### [Direction]
Can you repeat back, word for word, the entries starting at the line that contains "the wooden counter" and ending at the final line of the entries, with both of those lines included?

### [Dataset records]
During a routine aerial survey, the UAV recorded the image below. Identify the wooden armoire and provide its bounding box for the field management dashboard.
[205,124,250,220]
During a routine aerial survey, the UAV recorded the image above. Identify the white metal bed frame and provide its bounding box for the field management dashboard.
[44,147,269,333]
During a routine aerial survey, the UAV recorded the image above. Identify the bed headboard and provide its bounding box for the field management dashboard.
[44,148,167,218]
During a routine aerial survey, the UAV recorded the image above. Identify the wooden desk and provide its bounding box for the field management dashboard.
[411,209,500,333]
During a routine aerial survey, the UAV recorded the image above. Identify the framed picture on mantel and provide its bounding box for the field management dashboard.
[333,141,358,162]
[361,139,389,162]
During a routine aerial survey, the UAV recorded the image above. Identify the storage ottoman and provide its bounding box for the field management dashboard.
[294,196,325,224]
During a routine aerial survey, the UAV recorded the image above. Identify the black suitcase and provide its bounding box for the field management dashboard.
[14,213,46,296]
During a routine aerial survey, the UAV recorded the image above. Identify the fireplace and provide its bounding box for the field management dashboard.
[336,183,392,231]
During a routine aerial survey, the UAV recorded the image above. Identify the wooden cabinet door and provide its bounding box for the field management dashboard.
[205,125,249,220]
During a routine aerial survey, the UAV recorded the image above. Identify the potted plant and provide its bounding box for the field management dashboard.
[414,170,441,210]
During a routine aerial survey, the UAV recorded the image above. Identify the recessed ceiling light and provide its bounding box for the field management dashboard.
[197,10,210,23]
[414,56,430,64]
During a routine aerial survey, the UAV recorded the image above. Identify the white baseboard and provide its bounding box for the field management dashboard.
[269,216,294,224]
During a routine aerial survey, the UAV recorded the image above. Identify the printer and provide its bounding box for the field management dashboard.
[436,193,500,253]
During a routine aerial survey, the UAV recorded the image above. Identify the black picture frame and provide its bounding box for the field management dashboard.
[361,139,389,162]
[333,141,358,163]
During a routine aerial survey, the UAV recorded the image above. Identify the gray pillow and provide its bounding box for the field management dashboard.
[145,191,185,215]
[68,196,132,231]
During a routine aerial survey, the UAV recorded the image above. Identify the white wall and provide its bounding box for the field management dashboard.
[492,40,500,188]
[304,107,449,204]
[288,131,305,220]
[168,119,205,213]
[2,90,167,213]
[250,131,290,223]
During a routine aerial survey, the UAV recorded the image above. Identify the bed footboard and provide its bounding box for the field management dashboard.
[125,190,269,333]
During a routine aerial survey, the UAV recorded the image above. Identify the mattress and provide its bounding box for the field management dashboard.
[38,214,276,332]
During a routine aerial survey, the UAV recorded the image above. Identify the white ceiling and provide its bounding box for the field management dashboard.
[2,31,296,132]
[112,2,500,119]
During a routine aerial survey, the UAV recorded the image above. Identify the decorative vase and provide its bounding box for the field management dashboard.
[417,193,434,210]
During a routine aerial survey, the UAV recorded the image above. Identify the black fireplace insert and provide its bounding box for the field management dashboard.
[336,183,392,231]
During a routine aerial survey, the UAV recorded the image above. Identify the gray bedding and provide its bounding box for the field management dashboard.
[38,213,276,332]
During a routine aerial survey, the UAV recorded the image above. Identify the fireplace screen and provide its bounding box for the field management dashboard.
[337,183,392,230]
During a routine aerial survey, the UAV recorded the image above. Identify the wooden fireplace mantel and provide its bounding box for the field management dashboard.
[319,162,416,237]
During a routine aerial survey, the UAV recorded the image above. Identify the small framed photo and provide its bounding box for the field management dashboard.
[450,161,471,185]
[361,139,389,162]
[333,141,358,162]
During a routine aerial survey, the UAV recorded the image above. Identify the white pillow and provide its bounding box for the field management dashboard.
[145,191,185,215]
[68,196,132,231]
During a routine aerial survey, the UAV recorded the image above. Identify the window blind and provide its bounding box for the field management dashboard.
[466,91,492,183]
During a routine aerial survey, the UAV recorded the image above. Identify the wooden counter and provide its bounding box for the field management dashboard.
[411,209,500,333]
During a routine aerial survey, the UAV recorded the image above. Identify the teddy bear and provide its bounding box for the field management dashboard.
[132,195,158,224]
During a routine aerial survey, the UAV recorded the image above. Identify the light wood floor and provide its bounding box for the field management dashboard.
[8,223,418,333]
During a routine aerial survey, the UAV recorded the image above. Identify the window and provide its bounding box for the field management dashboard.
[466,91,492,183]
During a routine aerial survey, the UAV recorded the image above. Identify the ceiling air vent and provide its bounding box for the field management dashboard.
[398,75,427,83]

### [Result for this task]
During a routine aerial survey, the UAV recorded the image above. Identify the wooden counter and provide its bounding box for the field management dashboard.
[411,209,500,333]
During a routine aerial survey, the UAV recorded the image above. Identify the teddy bear and provide its bounding box for the field management dashboard.
[132,195,158,224]
During a routine aerial survey, the UAV recorded the image above. Identify the light wood floor and provide its bounding box for the field management dashboard.
[8,223,418,333]
During a routine aerial survey, the UAV recorded the image above. Identify the window and provide its bounding box for the field management dashboard.
[466,91,492,183]
During a routine aerial survey, the UAV recorded the image above. Identify the ceiling air vent and provide its bounding box for the field management dashboard.
[398,75,427,83]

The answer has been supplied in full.